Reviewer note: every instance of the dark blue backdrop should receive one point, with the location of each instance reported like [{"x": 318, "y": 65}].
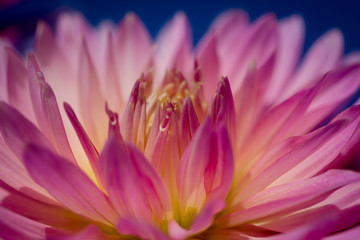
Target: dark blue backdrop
[{"x": 319, "y": 15}]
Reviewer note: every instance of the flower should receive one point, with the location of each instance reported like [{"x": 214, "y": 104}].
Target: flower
[{"x": 150, "y": 144}]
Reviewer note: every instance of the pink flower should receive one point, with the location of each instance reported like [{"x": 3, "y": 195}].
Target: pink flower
[{"x": 152, "y": 142}]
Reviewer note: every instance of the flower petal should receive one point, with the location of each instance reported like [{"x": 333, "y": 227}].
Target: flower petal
[
  {"x": 174, "y": 47},
  {"x": 68, "y": 184},
  {"x": 350, "y": 234},
  {"x": 47, "y": 110},
  {"x": 133, "y": 51},
  {"x": 55, "y": 216},
  {"x": 209, "y": 65},
  {"x": 134, "y": 187},
  {"x": 289, "y": 197},
  {"x": 17, "y": 85},
  {"x": 90, "y": 93},
  {"x": 323, "y": 55},
  {"x": 204, "y": 175},
  {"x": 14, "y": 226},
  {"x": 291, "y": 40},
  {"x": 140, "y": 229},
  {"x": 17, "y": 131}
]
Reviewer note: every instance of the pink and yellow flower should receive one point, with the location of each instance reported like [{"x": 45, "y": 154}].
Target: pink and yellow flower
[{"x": 150, "y": 141}]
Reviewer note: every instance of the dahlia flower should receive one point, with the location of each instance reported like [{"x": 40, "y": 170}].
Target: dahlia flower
[{"x": 107, "y": 134}]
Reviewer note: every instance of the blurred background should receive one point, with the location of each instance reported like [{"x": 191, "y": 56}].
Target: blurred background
[{"x": 319, "y": 15}]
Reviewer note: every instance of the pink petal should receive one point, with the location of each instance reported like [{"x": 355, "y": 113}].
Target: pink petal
[
  {"x": 17, "y": 86},
  {"x": 289, "y": 197},
  {"x": 140, "y": 229},
  {"x": 14, "y": 227},
  {"x": 209, "y": 64},
  {"x": 71, "y": 28},
  {"x": 174, "y": 47},
  {"x": 345, "y": 80},
  {"x": 249, "y": 98},
  {"x": 133, "y": 51},
  {"x": 114, "y": 95},
  {"x": 326, "y": 155},
  {"x": 294, "y": 153},
  {"x": 68, "y": 184},
  {"x": 91, "y": 232},
  {"x": 324, "y": 54},
  {"x": 14, "y": 175},
  {"x": 275, "y": 126},
  {"x": 291, "y": 38},
  {"x": 86, "y": 143},
  {"x": 165, "y": 153},
  {"x": 134, "y": 187},
  {"x": 57, "y": 70},
  {"x": 205, "y": 174},
  {"x": 350, "y": 234},
  {"x": 17, "y": 131},
  {"x": 45, "y": 213},
  {"x": 189, "y": 123},
  {"x": 201, "y": 222},
  {"x": 314, "y": 230},
  {"x": 47, "y": 110},
  {"x": 259, "y": 45},
  {"x": 89, "y": 92}
]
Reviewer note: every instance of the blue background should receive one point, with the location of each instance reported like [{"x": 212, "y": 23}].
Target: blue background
[{"x": 319, "y": 16}]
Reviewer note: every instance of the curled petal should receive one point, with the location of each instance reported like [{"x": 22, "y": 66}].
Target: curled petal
[
  {"x": 123, "y": 168},
  {"x": 47, "y": 110}
]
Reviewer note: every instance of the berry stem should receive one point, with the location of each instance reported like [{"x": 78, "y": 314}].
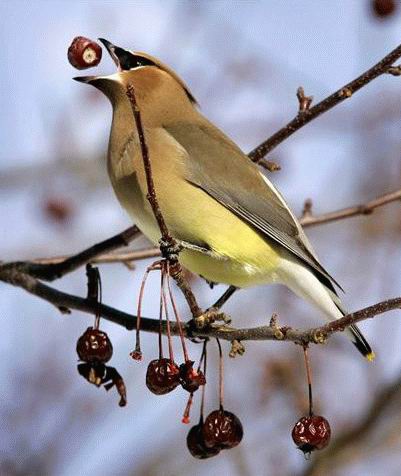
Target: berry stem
[
  {"x": 309, "y": 377},
  {"x": 161, "y": 307},
  {"x": 170, "y": 344},
  {"x": 177, "y": 316},
  {"x": 185, "y": 417},
  {"x": 221, "y": 371},
  {"x": 204, "y": 355},
  {"x": 137, "y": 354},
  {"x": 99, "y": 300}
]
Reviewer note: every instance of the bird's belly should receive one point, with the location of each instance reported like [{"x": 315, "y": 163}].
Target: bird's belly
[{"x": 238, "y": 255}]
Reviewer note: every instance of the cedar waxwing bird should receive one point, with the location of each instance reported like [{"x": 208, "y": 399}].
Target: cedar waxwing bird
[{"x": 237, "y": 227}]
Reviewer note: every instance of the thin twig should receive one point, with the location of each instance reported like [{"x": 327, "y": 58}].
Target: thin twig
[
  {"x": 382, "y": 67},
  {"x": 153, "y": 252},
  {"x": 169, "y": 248},
  {"x": 56, "y": 269},
  {"x": 363, "y": 209}
]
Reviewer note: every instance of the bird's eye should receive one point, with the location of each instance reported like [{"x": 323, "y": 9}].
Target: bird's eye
[{"x": 129, "y": 61}]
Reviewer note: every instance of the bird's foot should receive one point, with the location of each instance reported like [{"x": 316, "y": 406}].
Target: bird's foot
[{"x": 169, "y": 249}]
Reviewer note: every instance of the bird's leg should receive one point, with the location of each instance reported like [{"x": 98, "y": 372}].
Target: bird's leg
[{"x": 169, "y": 249}]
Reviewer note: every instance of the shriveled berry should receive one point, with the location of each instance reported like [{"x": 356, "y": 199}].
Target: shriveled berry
[
  {"x": 311, "y": 433},
  {"x": 162, "y": 376},
  {"x": 222, "y": 430},
  {"x": 196, "y": 443},
  {"x": 383, "y": 8},
  {"x": 191, "y": 379},
  {"x": 84, "y": 53},
  {"x": 94, "y": 345}
]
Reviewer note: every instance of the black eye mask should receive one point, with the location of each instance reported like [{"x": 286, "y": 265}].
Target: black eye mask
[{"x": 129, "y": 61}]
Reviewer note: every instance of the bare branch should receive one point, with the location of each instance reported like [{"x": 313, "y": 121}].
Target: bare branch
[
  {"x": 318, "y": 335},
  {"x": 363, "y": 209},
  {"x": 169, "y": 247},
  {"x": 382, "y": 67},
  {"x": 56, "y": 269},
  {"x": 90, "y": 254}
]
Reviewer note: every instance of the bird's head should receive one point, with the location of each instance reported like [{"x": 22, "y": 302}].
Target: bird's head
[{"x": 158, "y": 89}]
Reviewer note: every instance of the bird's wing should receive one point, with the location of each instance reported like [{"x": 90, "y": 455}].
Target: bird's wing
[{"x": 247, "y": 192}]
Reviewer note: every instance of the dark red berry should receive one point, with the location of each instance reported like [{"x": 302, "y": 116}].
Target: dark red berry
[
  {"x": 94, "y": 346},
  {"x": 162, "y": 376},
  {"x": 84, "y": 53},
  {"x": 57, "y": 209},
  {"x": 196, "y": 443},
  {"x": 191, "y": 379},
  {"x": 222, "y": 430},
  {"x": 383, "y": 8},
  {"x": 311, "y": 433}
]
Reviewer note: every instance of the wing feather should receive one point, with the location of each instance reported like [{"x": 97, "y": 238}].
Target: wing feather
[{"x": 246, "y": 193}]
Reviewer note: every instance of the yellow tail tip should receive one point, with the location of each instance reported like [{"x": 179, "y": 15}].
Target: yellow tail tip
[{"x": 371, "y": 356}]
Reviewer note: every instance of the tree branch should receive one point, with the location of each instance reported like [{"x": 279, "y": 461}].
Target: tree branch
[
  {"x": 95, "y": 254},
  {"x": 317, "y": 335},
  {"x": 55, "y": 269},
  {"x": 304, "y": 117},
  {"x": 169, "y": 247}
]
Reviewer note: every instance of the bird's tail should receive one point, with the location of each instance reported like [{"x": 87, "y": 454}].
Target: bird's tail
[{"x": 304, "y": 283}]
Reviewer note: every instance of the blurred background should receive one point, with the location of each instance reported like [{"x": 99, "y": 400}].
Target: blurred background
[{"x": 243, "y": 61}]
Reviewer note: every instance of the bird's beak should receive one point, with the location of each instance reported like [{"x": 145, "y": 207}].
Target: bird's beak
[
  {"x": 112, "y": 50},
  {"x": 118, "y": 55},
  {"x": 85, "y": 79}
]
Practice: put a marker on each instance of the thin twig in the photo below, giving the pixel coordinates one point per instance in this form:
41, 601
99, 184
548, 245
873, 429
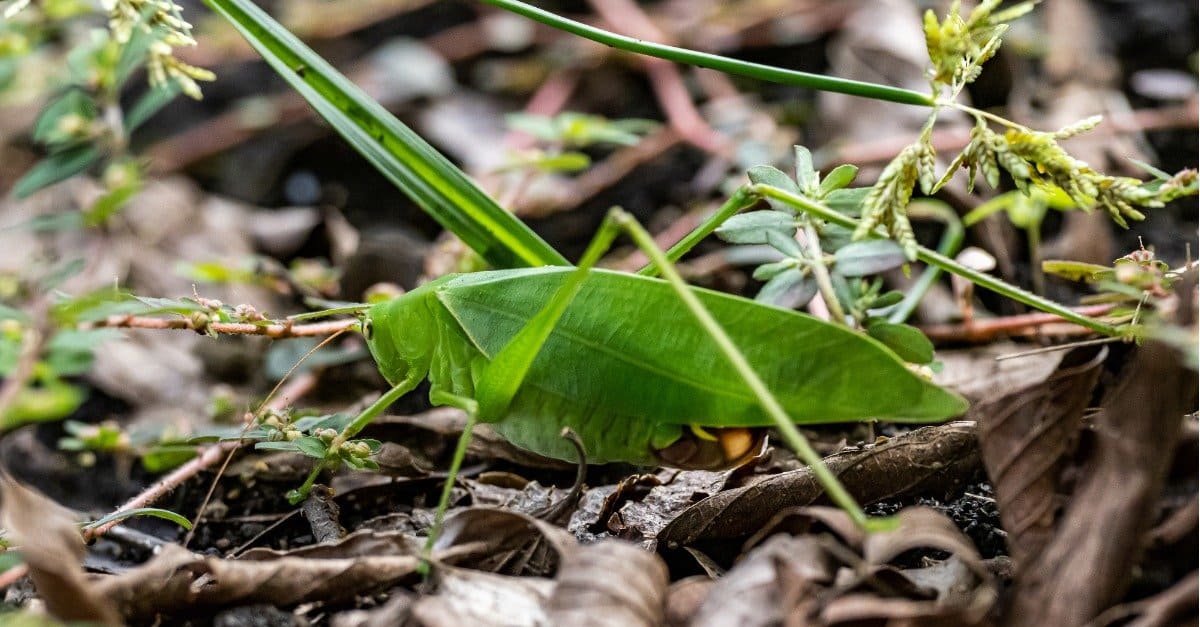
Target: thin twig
299, 387
669, 87
276, 330
988, 329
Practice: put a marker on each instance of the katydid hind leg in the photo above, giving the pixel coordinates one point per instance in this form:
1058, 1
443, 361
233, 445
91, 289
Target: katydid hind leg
472, 407
562, 508
737, 359
499, 383
352, 429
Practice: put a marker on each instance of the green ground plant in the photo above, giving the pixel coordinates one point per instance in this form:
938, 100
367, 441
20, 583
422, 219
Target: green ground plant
850, 234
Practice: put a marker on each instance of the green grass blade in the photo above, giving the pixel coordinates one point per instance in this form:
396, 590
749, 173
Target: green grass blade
714, 61
423, 173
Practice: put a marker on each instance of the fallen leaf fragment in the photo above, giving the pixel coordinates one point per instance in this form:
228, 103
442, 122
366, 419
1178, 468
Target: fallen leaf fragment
610, 584
927, 460
184, 583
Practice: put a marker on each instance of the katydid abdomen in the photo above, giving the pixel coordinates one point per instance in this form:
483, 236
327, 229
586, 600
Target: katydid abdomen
629, 369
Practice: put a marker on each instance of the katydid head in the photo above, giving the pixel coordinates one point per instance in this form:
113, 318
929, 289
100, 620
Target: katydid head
714, 448
401, 335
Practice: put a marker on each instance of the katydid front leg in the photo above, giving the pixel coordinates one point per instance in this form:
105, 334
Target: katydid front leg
351, 430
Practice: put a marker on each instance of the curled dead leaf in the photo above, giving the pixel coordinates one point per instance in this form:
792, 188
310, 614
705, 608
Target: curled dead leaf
612, 583
48, 539
925, 460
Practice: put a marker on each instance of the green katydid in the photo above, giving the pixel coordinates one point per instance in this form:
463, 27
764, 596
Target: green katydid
636, 371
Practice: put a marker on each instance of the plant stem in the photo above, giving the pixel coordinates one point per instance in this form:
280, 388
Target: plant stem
724, 64
946, 263
741, 199
981, 113
834, 488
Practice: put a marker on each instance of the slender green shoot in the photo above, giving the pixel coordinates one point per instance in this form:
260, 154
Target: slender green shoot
- - - - -
(ASSIGNMENT) Your response should be each line that includes the word "slender", copied from the records.

(SOLUTION TO THIS PROBLEM)
Practice: put a marker on each instance of the slender green shoot in the photo above, giving the pixel coordinates one point per instance in this form:
Target: slender green shoot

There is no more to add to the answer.